> To do: Extract only the lines running from the top of the entries to the line that holds "positive clicks: (386, 53)". Include that line and omit the pictures.

> Material to process:
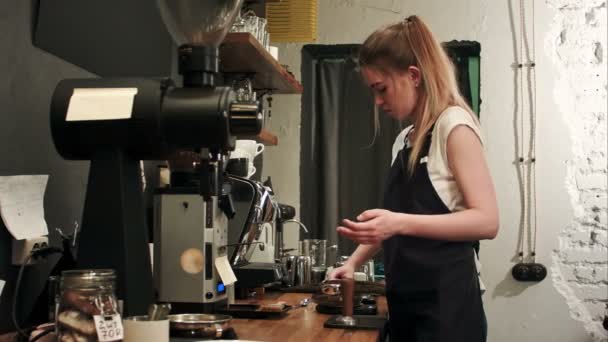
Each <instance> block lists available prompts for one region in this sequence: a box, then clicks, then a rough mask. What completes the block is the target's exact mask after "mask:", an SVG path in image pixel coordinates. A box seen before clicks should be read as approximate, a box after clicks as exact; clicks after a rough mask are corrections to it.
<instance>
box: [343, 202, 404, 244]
mask: <svg viewBox="0 0 608 342" xmlns="http://www.w3.org/2000/svg"><path fill="white" fill-rule="evenodd" d="M404 218H405V214H402V213H395V212H392V211H389V210H384V209H371V210H366V211H364V212H363V213H361V214H360V215H359V216H357V221H359V222H354V221H351V220H348V219H344V220H342V226H339V227H338V228H337V231H338V233H340V234H341V235H343V236H345V237H347V238H349V239H351V240H354V241H356V242H358V243H360V244H363V245H374V244H378V243H380V242H382V241H384V240H386V239H388V238H390V237H392V236H393V235H395V234H398V233H399V232H400V231H401V230H402V229H401V228H403V227H404Z"/></svg>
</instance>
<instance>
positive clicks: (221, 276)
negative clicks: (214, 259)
mask: <svg viewBox="0 0 608 342" xmlns="http://www.w3.org/2000/svg"><path fill="white" fill-rule="evenodd" d="M215 268H216V269H217V273H219V274H220V278H221V279H222V283H224V285H231V284H234V283H235V282H236V276H235V275H234V272H233V271H232V267H231V266H230V262H229V261H228V257H227V256H225V255H224V256H221V257H219V258H217V259H215Z"/></svg>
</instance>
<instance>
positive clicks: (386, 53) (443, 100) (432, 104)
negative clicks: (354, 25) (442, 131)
mask: <svg viewBox="0 0 608 342" xmlns="http://www.w3.org/2000/svg"><path fill="white" fill-rule="evenodd" d="M359 66H360V67H361V68H364V67H372V68H375V69H377V70H379V71H381V72H384V73H389V72H391V71H393V72H394V71H403V72H405V71H407V69H408V68H409V67H410V66H415V67H417V68H418V69H419V70H420V73H421V82H420V85H421V87H420V88H419V89H420V91H419V97H418V103H417V104H416V107H415V109H414V111H415V115H414V118H415V122H413V124H414V127H415V130H414V131H413V133H412V134H411V135H410V136H412V135H413V140H412V139H410V141H411V142H412V153H411V154H410V156H409V159H408V163H407V170H408V174H409V175H410V176H411V175H412V174H413V172H414V168H415V166H416V161H417V160H418V157H419V154H420V150H421V149H422V146H423V144H424V139H425V136H426V134H427V133H428V131H429V130H430V129H431V127H433V125H434V124H435V122H436V121H437V118H438V117H439V115H440V114H441V113H442V112H443V111H444V110H445V109H446V108H448V107H450V106H459V107H462V108H463V109H465V110H466V111H467V112H469V114H471V116H472V117H473V118H474V120H475V121H476V122H477V117H476V116H475V114H474V113H473V111H472V110H471V108H470V107H469V105H468V104H467V103H466V101H465V100H464V98H463V97H462V95H461V94H460V92H459V90H458V83H457V82H456V73H455V69H454V66H453V64H452V62H451V61H450V59H449V58H448V56H447V54H446V52H445V50H444V49H443V47H442V46H441V45H440V44H439V43H438V42H437V40H436V39H435V37H434V36H433V34H432V33H431V31H430V29H429V28H428V27H427V26H426V24H425V23H424V22H422V20H420V18H418V17H417V16H415V15H412V16H409V17H407V18H405V19H404V20H403V21H401V22H399V23H396V24H391V25H389V26H386V27H383V28H380V29H378V30H376V31H375V32H374V33H372V34H371V35H370V36H369V37H368V38H367V39H366V40H365V42H363V45H362V46H361V48H360V50H359ZM376 121H377V120H376Z"/></svg>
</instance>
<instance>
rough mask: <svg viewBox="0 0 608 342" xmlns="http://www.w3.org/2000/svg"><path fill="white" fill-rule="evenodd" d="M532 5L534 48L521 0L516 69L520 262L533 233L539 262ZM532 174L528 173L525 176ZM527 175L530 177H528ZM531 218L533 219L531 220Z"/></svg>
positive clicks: (532, 27) (519, 243)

> Exercise result:
Each <instance> block lists available prompts for one region in this sequence: a box, then clicks, then a rough mask. What completes the block is the target's exact mask after "mask:", an SVG path in image pixel coordinates. A box seen before clicks should be read as approximate, a box after clicks as exact; clicks after a rough mask are corrections to it.
<instance>
box: [343, 202, 404, 244]
mask: <svg viewBox="0 0 608 342" xmlns="http://www.w3.org/2000/svg"><path fill="white" fill-rule="evenodd" d="M404 218H405V214H402V213H395V212H392V211H389V210H384V209H371V210H366V211H364V212H363V213H361V214H360V215H359V216H357V221H359V222H354V221H351V220H348V219H344V220H342V226H339V227H338V228H337V231H338V233H340V234H341V235H343V236H345V237H347V238H349V239H351V240H354V241H356V242H358V243H360V244H363V245H374V244H378V243H380V242H382V241H384V240H386V239H388V238H390V237H392V236H393V235H395V234H398V233H399V232H400V231H401V230H402V229H401V228H403V227H404Z"/></svg>
</instance>
<instance>
positive clicks: (221, 276)
negative clicks: (214, 259)
mask: <svg viewBox="0 0 608 342" xmlns="http://www.w3.org/2000/svg"><path fill="white" fill-rule="evenodd" d="M215 268H216V269H217V273H219V274H220V278H221V279H222V283H224V285H231V284H234V283H235V282H236V276H235V275H234V272H233V271H232V267H231V266H230V262H229V261H228V257H227V256H225V255H224V256H221V257H219V258H217V259H215Z"/></svg>
</instance>
<instance>
positive clicks: (386, 53) (443, 100) (432, 104)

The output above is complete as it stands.